Reproduce the data verbatim from its first line through the line containing "[[412, 304, 537, 754], [498, 294, 576, 768]]", including both ends, and omit the pictures from your reproduction.

Material shown:
----
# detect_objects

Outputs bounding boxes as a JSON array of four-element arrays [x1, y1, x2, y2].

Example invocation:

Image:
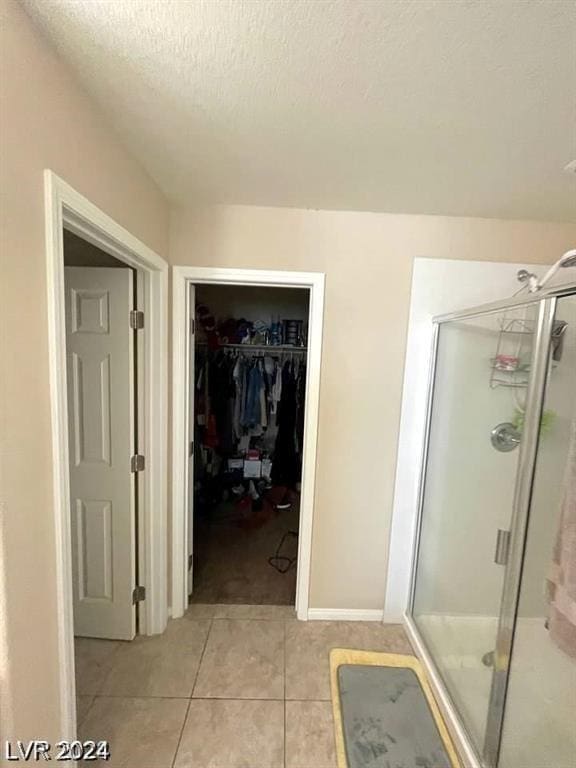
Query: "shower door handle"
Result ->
[[494, 528, 510, 565]]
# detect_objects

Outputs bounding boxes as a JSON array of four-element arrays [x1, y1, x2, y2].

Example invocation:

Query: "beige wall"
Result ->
[[170, 206, 576, 608], [0, 0, 168, 739]]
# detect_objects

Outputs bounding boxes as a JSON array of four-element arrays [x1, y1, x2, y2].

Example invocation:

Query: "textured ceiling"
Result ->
[[23, 0, 576, 220]]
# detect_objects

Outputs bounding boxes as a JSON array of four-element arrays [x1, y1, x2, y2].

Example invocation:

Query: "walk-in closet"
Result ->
[[188, 284, 309, 605]]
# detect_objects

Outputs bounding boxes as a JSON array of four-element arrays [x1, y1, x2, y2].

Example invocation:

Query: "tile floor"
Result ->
[[192, 500, 300, 605], [76, 604, 411, 768]]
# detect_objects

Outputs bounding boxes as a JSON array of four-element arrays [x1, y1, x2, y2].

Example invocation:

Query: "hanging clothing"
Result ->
[[547, 418, 576, 659]]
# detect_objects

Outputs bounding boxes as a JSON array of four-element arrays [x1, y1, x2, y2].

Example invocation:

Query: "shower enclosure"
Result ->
[[406, 284, 576, 768]]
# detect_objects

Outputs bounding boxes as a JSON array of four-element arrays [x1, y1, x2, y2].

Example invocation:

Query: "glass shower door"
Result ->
[[412, 304, 537, 754], [498, 294, 576, 768]]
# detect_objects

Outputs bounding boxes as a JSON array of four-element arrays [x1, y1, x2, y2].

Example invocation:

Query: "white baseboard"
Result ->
[[308, 608, 383, 621]]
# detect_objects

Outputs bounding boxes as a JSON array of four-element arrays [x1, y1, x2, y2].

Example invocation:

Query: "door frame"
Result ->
[[44, 170, 168, 738], [171, 266, 325, 620]]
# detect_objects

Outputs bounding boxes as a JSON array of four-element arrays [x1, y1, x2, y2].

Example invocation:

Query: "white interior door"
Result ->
[[187, 283, 199, 595], [65, 267, 136, 640]]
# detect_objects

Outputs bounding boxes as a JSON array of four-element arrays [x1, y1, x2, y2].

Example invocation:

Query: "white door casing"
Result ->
[[191, 283, 200, 595], [65, 267, 136, 640]]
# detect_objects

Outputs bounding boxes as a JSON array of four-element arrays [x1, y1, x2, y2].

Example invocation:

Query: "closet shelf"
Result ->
[[198, 341, 308, 353]]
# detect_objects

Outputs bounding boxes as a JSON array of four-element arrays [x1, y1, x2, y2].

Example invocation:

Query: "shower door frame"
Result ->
[[404, 283, 576, 768]]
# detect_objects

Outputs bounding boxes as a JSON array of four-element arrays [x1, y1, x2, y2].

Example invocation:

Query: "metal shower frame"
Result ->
[[404, 282, 576, 768]]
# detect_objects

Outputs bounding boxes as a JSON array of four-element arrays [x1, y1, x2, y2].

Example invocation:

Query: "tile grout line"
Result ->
[[170, 699, 192, 768], [171, 619, 213, 768], [189, 619, 214, 700]]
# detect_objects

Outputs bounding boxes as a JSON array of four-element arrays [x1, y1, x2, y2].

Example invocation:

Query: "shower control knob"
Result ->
[[490, 421, 521, 453]]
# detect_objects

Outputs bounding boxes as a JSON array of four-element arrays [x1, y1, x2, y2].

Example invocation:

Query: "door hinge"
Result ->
[[494, 528, 510, 565], [130, 453, 146, 472], [132, 587, 146, 605], [130, 309, 144, 331]]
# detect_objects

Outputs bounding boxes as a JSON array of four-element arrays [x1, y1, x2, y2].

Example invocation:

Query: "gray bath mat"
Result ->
[[331, 651, 458, 768]]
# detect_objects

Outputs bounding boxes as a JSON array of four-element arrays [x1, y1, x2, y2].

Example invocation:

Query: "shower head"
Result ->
[[558, 248, 576, 267], [530, 248, 576, 293]]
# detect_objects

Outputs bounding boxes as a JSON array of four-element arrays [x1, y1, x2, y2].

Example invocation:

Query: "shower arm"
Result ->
[[528, 248, 576, 293]]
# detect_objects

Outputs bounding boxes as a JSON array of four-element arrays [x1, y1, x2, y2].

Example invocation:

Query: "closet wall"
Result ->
[[196, 285, 308, 322], [170, 206, 576, 610]]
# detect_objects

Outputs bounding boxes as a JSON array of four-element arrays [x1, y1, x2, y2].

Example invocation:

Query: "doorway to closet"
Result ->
[[188, 284, 310, 605], [171, 267, 324, 619]]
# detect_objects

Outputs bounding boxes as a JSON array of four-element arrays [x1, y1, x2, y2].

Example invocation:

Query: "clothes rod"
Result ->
[[197, 341, 308, 354]]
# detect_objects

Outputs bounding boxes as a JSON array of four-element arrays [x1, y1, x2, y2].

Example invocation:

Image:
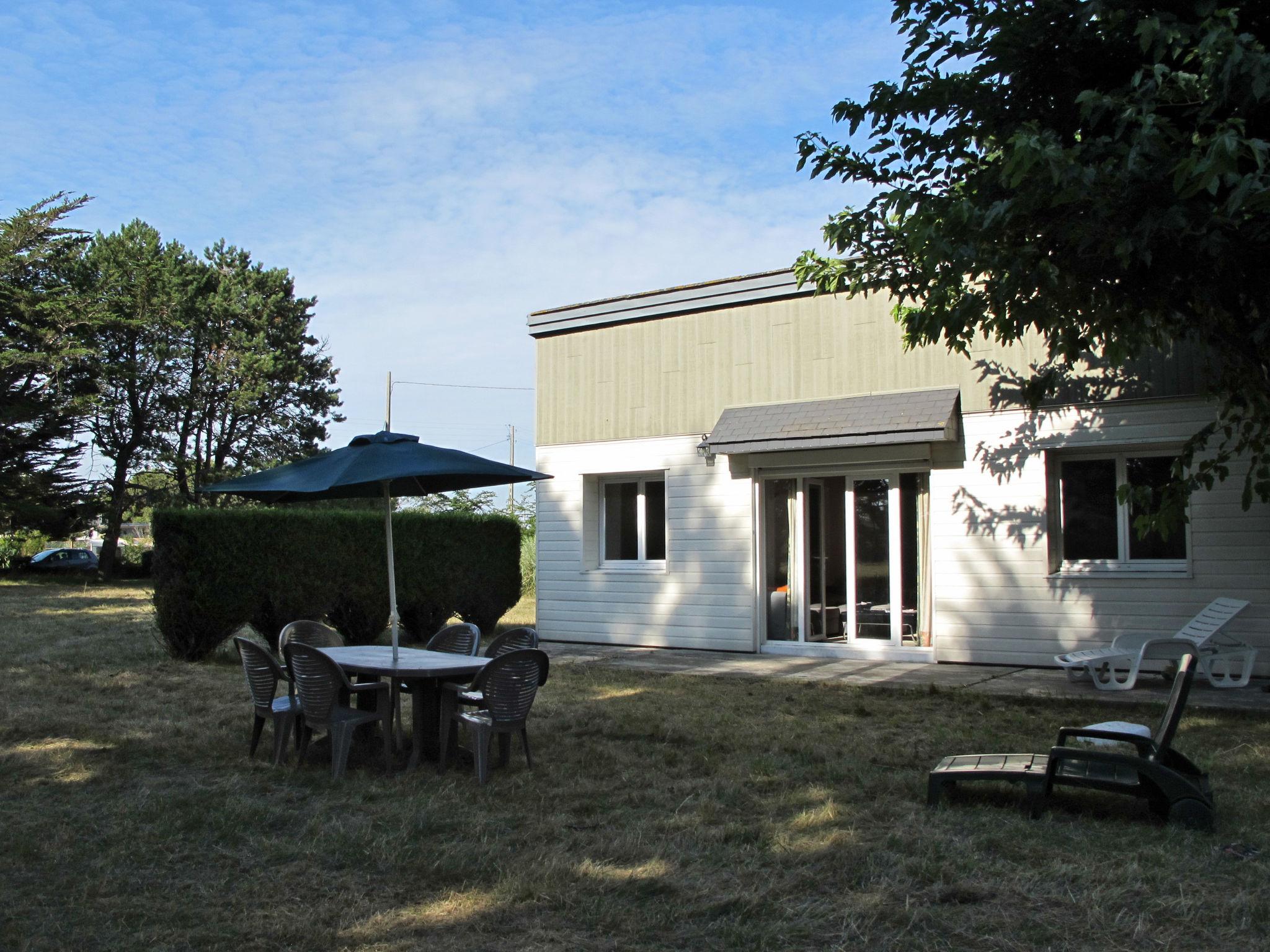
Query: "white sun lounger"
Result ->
[[1054, 598, 1258, 690]]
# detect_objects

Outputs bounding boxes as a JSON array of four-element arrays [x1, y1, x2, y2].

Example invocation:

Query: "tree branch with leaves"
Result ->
[[795, 0, 1270, 531]]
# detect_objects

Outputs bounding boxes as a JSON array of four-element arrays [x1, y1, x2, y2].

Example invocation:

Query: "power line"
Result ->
[[393, 379, 533, 392]]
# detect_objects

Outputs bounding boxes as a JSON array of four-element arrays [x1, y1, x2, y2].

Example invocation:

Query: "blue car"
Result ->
[[27, 549, 97, 573]]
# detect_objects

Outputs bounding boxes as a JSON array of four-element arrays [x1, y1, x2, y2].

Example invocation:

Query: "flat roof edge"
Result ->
[[527, 268, 815, 338]]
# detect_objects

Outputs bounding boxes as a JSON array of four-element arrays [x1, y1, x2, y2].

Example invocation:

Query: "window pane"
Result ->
[[644, 480, 665, 558], [1127, 456, 1186, 558], [605, 482, 639, 560], [1059, 459, 1120, 560]]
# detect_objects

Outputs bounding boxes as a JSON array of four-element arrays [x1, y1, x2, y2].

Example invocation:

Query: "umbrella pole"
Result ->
[[383, 482, 399, 664]]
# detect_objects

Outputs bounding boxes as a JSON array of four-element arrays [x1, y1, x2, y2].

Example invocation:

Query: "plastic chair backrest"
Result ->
[[1173, 598, 1248, 647], [473, 647, 549, 721], [485, 627, 538, 658], [427, 622, 480, 658], [1152, 655, 1195, 752], [234, 635, 287, 707], [278, 618, 344, 655], [283, 641, 352, 726]]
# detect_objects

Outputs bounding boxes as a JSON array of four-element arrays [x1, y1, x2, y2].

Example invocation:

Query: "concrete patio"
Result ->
[[544, 642, 1270, 712]]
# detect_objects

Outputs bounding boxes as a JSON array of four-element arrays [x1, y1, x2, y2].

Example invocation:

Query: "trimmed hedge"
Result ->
[[153, 508, 521, 661]]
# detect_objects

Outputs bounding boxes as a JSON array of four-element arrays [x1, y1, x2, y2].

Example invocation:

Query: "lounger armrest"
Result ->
[[1058, 728, 1156, 754], [1046, 746, 1155, 778]]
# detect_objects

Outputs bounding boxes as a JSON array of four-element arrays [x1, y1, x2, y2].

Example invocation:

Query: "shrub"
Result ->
[[521, 532, 538, 596], [114, 542, 154, 579], [153, 508, 521, 660], [0, 531, 51, 570]]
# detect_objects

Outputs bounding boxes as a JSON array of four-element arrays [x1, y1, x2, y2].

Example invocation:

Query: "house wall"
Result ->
[[535, 437, 755, 651], [536, 294, 1197, 446], [931, 400, 1270, 670], [537, 399, 1270, 670]]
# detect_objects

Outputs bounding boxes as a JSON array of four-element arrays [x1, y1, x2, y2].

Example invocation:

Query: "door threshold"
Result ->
[[758, 641, 935, 664]]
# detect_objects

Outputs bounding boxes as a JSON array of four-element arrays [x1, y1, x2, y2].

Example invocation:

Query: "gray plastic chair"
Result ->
[[278, 618, 344, 655], [485, 626, 538, 658], [441, 626, 541, 707], [234, 636, 300, 764], [424, 622, 480, 658], [283, 641, 393, 781], [437, 647, 550, 783]]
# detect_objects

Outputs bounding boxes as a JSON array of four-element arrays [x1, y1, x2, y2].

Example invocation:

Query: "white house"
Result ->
[[528, 270, 1270, 668]]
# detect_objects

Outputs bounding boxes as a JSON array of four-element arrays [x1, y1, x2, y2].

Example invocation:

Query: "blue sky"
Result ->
[[0, 0, 900, 472]]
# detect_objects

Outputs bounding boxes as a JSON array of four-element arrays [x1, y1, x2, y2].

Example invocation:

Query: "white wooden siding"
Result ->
[[536, 399, 1270, 672], [535, 437, 755, 651], [931, 400, 1270, 671]]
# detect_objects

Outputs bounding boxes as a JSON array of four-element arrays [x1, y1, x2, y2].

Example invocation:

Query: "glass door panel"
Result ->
[[762, 480, 802, 641], [851, 480, 892, 641], [802, 480, 828, 641]]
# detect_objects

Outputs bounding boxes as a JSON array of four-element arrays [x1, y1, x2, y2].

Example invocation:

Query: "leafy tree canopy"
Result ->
[[0, 193, 91, 528], [795, 0, 1270, 531]]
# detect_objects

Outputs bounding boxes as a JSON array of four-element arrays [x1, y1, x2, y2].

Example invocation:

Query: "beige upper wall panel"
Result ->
[[537, 296, 1195, 446]]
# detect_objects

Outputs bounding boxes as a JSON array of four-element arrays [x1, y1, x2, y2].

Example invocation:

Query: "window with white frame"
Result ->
[[600, 474, 665, 567], [1048, 451, 1188, 571]]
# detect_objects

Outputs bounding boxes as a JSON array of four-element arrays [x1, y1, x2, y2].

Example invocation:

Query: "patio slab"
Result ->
[[544, 642, 1270, 713]]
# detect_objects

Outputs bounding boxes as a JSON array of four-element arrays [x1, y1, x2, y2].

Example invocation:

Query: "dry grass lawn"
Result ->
[[0, 583, 1270, 952]]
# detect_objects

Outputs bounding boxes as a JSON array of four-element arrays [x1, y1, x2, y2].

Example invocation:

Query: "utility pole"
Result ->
[[507, 423, 515, 519]]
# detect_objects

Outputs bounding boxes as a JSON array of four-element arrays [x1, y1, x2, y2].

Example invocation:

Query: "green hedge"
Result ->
[[153, 508, 521, 660]]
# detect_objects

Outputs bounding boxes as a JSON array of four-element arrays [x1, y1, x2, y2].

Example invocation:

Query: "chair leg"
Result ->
[[383, 702, 396, 773], [273, 711, 295, 767], [470, 725, 492, 783], [437, 689, 458, 773], [246, 715, 264, 757], [330, 723, 353, 781]]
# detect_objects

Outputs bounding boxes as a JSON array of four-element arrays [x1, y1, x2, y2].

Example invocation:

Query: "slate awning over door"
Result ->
[[705, 387, 961, 453]]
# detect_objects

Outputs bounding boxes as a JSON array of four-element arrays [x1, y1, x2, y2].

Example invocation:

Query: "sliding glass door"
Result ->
[[760, 471, 930, 646]]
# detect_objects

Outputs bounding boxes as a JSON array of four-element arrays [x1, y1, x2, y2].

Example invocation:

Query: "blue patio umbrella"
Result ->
[[200, 430, 551, 660]]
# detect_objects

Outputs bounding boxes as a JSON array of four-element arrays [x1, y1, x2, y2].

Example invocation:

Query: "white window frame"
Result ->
[[1047, 447, 1191, 576], [598, 470, 670, 571]]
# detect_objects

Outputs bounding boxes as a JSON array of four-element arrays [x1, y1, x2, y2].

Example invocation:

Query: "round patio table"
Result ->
[[319, 645, 489, 769]]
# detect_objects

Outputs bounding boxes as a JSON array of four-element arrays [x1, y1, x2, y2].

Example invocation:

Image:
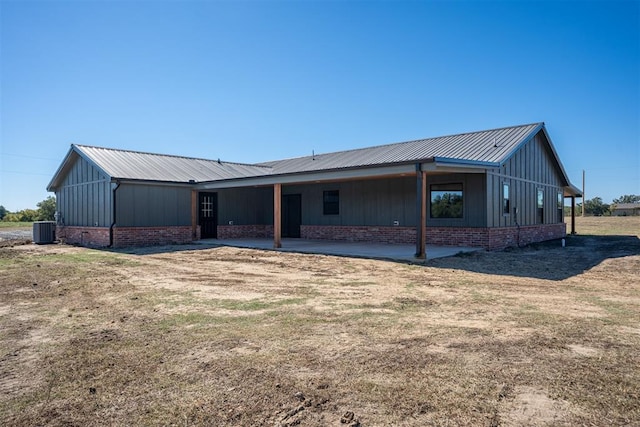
----
Response below:
# detect_objects

Outputs bounding boxes as a JSON array of four-element arrays [x1, y1, x2, y2].

Example invocation:

Image:
Query: "shower door handle"
Result ->
[[494, 528, 510, 565]]
# detect_objects

Outputs bounding boxes as a JSON array of four-element arrays [x1, y1, x2, y2].

Example invocation:

Query: "beige wall"
Result ->
[[170, 206, 576, 608], [0, 0, 168, 739]]
# detect_objects

Outputs bounding boxes as a JSON array of four-element arrays [x1, y1, x2, y2].

Example invocation:

Query: "textured ceiling"
Result ->
[[23, 0, 576, 220]]
# detect_objects

Outputs bounding boxes as a JSON array of four-element arrays [x1, y1, x2, y2].

Example invocation:

Query: "walk-in closet"
Result ->
[[188, 284, 309, 605]]
# detect_objects

Outputs bounding boxes as a JSON array of four-element arrays [x1, y1, x2, y2].

Example invocation:

Query: "tile floor"
Result ->
[[192, 500, 300, 605], [76, 604, 411, 768]]
# detect_objects

Outputs bounding boxes as a JSON array of four-element arrays [x1, y1, x2, y2].

Example invocation:

Query: "hanging clothing"
Result ->
[[547, 418, 576, 659]]
# detect_objects

Outputs bounding boxes as a JSON array of four-element arrays [x1, y1, x2, y2].

Example invocation:

Query: "shower enclosure"
Result ->
[[406, 284, 576, 768]]
# detect_objects

Outputs bounding boxes as a JSON array of four-element arrays [x1, y1, x2, y2].

Example invocation:

Query: "glass shower door"
Result ->
[[412, 304, 537, 754], [498, 294, 576, 768]]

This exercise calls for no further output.